Work to be completed: Return word for word the passage of the forum thread about the wooden coffee accessories from "## gherop (Jun" to "(May 9, 2016)".

Supplied text:
================
Okay; I said I was getting something made, and here it is below.

I understand wood isn't to everyone's taste, but I love it; and commissioned a piece in 'wenge' to match the Londinium. I also got a PF funnel made at the same time. Happy to pass on contact details for those that also one one.

I just take off lid, pour in beans and pop lid back on. Maybe I'll take a bit off the bottom so it sits a little more flush- maybe not.

  

  

  

  

  

  

Andy


----------



## gherop (Jun 22, 2018)

Excellent wood art and beautiful photos. Really amazing accessories.

But I have one suggestion.

Perhaps you could avoid using your fantastic PF funnel, thus shortening preparation time and number of steps, by choosing a stainless steel coffee collector with the right diameter and volume.


----------



## arellim (May 9, 2016)
================
Given data:
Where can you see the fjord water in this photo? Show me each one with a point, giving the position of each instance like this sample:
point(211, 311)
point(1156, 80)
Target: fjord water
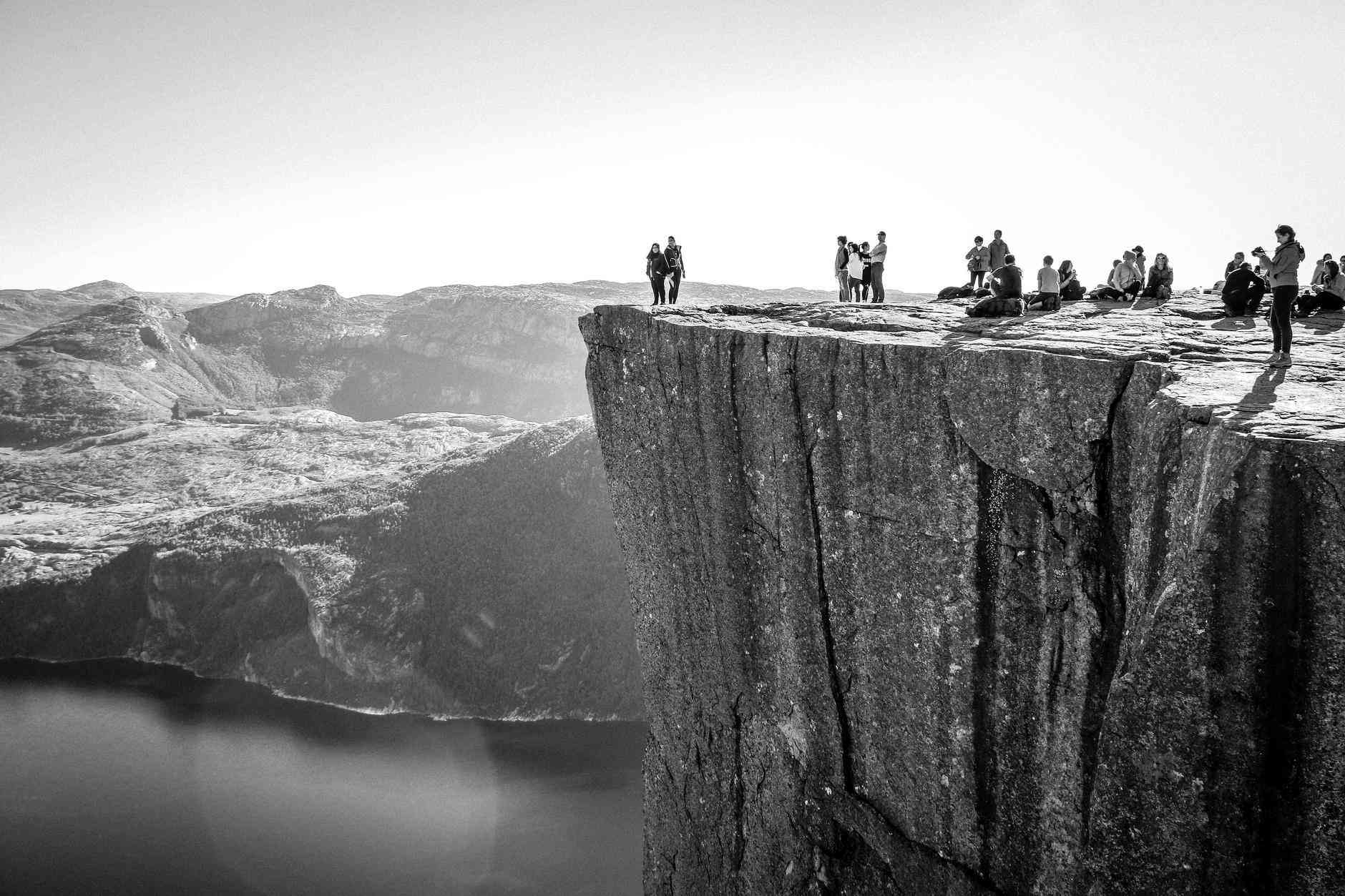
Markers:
================
Output for this task:
## gherop (Jun 22, 2018)

Excellent wood art and beautiful photos. Really amazing accessories.

But I have one suggestion.

Perhaps you could avoid using your fantastic PF funnel, thus shortening preparation time and number of steps, by choosing a stainless steel coffee collector with the right diameter and volume.


----------



## arellim (May 9, 2016)